#### [EXCERPTED PASSAGE]
==================================================

# Name bank?



## Finnebon (Jul 15, 2013)

Do any of you have name ideas that you would like for your future ratties? Or maybe a name you liked already but didn't fit your current rat? Share here what you have in your "name bank", along with a story of why if you like! 

Some ideas I've had over the years.

Frank & Beans 
Frank & Ollie - a pair of good friends who were from Disney's "nine old men" core of early animators that greatly helped shape the animation industry and techniques to what it is today. Big inspirations. I suppose if I have a mischief of 9, I could name each rat after each animator, but Frank & Ollie have always been a pair and remained close friends until they passed away at old ages.
Oliver, Fagin & Dodger - From Dicken's Oliver Twist
Adopt another pregnant rat and name her Wildflower and her babies will be named after other plantlife like Bramble, Poppy, Ivy, Birch, Buckthorn, Willow, Snowdrop, Nettle etc.
(I took one name from this idea so I can't use it anymore, but: ) Bijou, Trinket & Bauble - words for small precious items.
Boggle, Brux, Hiccup, & Popcorn (maybe also Chirp and Zoom/ie) - named after all the things rats do when they're feeling very happy

And of course food. Lots of food names, but too many to type or that I can think of right now. I always thought food names were cute!


Share your name ideas!


----------



## Finnebon (Jul 15, 2013)

Oh, and I can't forget. The next rat we get, I'd love to get a male PEW. I will name him Simon.


----------



## ratsaremylife (Nov 5, 2013)

Ronald Weasley. I love him! He is my favorite character.

Hagrid. Love him to!

I know I have more but I can't remember.


----------



## monster_paws (Jan 17, 2013)

My next pair will be Gyoza and Edamame


----------



## lalalauren (Jul 3, 2013)

Oh gosh, I have so many...but I also have stupid names for my pets, because that's how I roll. I don't name my pets with a theme, so I have lined up...Lars, Pan, Mycroft, Bartok, Dranosh, Jefferson...I wanted Merlin and Artemis for the longest time, but they just seem too normal! 


Sent from Petguide.com Free App


----------



## Ilovemybabyrats (Feb 5, 2013)

==================================================

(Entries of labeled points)
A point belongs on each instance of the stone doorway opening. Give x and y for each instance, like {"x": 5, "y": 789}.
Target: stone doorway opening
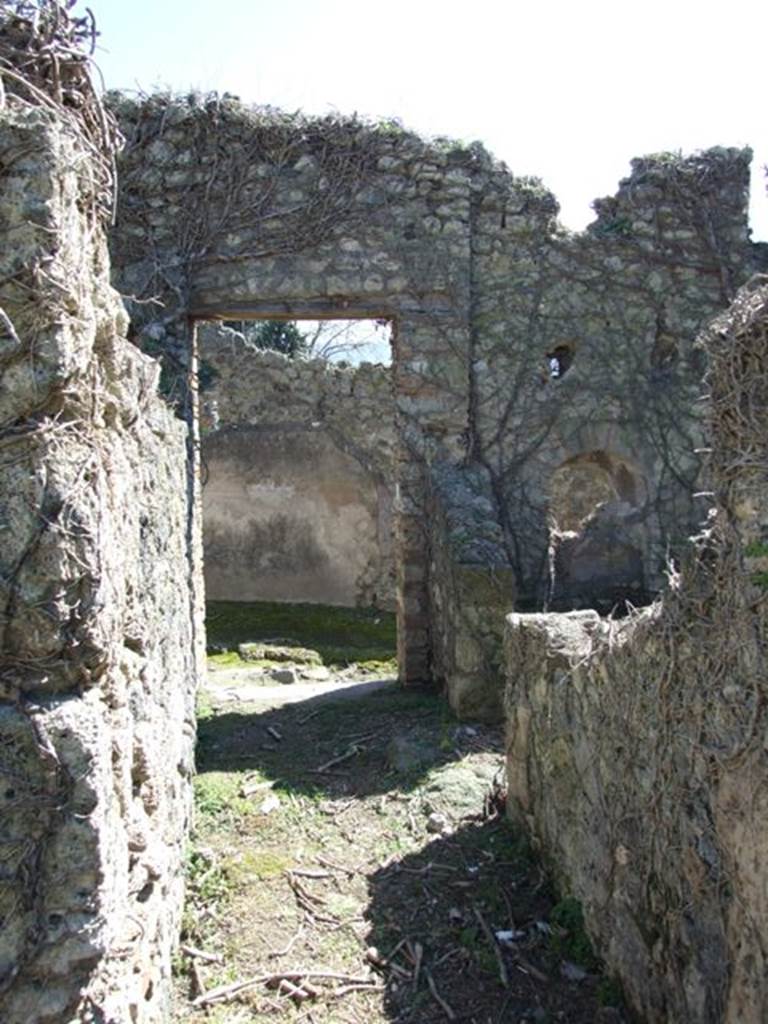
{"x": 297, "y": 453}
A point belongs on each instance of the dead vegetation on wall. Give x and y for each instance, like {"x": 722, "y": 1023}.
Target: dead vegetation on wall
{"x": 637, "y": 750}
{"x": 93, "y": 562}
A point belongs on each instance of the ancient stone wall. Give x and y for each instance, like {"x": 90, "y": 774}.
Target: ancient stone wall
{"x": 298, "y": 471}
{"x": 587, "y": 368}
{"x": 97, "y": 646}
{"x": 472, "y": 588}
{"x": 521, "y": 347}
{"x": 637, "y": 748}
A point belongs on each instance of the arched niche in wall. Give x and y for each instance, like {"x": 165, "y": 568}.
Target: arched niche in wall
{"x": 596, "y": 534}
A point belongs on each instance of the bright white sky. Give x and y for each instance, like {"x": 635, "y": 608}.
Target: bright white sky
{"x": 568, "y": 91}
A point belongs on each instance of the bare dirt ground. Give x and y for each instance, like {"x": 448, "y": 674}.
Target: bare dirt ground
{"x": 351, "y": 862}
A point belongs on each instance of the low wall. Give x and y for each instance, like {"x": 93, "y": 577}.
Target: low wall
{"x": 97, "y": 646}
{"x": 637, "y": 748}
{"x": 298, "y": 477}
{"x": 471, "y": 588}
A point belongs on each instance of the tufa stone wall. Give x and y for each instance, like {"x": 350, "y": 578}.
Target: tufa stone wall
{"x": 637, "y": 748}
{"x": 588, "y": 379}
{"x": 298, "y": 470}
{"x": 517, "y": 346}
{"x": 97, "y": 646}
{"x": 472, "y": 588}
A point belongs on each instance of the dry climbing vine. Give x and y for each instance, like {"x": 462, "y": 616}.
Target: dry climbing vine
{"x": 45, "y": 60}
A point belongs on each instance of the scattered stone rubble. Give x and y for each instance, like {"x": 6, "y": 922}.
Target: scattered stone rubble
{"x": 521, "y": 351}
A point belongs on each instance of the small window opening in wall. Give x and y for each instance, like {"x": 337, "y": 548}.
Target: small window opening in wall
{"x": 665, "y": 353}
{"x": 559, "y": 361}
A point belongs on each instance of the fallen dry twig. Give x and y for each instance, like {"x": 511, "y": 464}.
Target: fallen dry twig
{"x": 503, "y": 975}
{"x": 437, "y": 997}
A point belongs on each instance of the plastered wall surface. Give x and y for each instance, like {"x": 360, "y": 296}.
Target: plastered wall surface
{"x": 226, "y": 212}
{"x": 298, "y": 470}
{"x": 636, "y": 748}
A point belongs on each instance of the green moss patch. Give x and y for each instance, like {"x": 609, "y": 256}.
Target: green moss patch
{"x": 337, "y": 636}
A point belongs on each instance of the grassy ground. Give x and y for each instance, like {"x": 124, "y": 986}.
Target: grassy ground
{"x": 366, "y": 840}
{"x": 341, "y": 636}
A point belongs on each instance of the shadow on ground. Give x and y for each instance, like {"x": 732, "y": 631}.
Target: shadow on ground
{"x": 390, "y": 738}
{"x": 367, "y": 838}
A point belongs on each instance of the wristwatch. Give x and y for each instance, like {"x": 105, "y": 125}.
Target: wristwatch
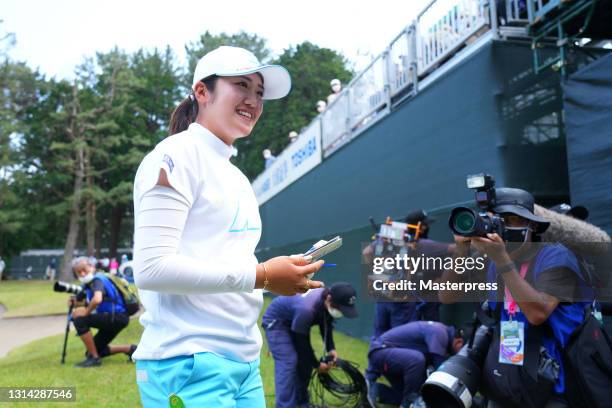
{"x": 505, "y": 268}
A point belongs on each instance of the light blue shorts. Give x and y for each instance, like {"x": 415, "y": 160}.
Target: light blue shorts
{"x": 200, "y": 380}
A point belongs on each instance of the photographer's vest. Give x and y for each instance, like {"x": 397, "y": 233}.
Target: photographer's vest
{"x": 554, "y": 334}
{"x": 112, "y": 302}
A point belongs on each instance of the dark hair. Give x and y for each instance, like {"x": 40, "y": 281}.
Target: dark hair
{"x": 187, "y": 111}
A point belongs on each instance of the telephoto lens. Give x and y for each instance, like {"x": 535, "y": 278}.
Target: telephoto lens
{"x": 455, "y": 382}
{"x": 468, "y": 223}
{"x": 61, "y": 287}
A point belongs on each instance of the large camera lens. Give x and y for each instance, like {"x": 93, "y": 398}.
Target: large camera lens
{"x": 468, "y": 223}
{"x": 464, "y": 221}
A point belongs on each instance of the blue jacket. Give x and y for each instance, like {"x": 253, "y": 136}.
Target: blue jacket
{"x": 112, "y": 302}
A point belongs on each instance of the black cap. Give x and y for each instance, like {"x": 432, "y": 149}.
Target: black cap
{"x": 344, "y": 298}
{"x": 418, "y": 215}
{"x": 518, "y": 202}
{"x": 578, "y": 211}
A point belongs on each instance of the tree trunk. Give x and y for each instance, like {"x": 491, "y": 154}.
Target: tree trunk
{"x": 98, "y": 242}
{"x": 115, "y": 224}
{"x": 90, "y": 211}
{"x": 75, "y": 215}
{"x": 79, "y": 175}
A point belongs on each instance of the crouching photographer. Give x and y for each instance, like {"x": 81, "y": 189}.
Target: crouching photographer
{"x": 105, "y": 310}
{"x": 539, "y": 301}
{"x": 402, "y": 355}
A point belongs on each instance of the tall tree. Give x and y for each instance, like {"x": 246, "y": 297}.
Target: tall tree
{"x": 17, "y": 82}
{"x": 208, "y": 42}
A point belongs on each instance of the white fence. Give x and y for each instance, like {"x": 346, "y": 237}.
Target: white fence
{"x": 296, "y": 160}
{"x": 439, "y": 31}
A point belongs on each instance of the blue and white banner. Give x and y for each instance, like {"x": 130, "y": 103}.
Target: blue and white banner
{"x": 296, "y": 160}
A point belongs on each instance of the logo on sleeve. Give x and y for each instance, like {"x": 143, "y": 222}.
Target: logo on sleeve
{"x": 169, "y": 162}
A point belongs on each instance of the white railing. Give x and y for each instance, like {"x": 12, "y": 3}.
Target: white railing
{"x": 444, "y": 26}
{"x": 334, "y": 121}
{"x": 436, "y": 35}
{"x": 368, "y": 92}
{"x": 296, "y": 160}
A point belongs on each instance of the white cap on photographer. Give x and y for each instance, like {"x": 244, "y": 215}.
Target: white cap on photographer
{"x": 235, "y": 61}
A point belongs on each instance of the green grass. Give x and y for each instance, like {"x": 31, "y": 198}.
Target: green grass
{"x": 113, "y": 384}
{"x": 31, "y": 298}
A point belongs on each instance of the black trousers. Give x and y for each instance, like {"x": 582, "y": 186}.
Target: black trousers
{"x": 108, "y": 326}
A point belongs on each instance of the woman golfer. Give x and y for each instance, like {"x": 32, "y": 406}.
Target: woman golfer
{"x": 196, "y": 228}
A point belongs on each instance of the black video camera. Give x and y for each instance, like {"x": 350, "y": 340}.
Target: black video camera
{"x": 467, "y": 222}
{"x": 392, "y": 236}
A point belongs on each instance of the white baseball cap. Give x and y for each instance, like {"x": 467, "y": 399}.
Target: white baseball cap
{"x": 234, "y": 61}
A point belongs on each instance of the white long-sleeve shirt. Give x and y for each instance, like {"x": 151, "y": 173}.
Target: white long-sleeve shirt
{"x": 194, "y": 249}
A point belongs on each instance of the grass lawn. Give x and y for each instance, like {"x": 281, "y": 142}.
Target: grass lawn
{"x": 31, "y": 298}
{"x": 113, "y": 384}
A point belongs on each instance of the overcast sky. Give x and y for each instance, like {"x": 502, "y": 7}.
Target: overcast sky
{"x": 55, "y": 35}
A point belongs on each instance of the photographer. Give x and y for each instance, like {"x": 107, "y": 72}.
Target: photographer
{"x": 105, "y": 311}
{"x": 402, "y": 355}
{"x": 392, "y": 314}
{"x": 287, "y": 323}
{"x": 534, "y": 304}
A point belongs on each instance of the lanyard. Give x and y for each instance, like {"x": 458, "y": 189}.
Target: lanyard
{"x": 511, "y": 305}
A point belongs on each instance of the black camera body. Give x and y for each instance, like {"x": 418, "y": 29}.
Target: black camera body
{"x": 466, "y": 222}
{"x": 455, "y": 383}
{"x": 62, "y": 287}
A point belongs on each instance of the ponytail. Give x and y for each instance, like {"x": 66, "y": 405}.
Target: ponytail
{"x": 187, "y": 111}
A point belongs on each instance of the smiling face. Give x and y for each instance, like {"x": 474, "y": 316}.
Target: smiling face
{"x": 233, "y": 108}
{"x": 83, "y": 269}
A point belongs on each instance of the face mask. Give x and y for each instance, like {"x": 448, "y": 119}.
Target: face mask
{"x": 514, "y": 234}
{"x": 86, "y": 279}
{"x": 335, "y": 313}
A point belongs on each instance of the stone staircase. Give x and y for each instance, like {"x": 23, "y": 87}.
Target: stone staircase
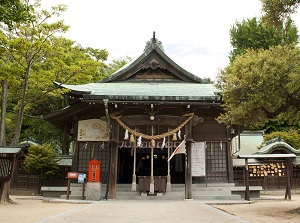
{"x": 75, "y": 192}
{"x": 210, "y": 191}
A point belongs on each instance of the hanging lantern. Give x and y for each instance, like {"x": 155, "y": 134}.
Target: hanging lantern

==================================================

#### [EXERCISE DETAILS]
Please copy the stretch of the thread on rat names that begins with "Some ideas I've" and ends with "Snowdrop, Nettle etc.", substituting "Clover" for "Wildflower". The entries aren't needed for this.

#### [REPLY TO THE EXERCISE]
Some ideas I've had over the years.

Frank & Beans 
Frank & Ollie - a pair of good friends who were from Disney's "nine old men" core of early animators that greatly helped shape the animation industry and techniques to what it is today. Big inspirations. I suppose if I have a mischief of 9, I could name each rat after each animator, but Frank & Ollie have always been a pair and remained close friends until they passed away at old ages.
Oliver, Fagin & Dodger - From Dicken's Oliver Twist
Adopt another pregnant rat and name her Clover and her babies will be named after other plantlife like Bramble, Poppy, Ivy, Birch, Buckthorn, Willow, Snowdrop, Nettle etc.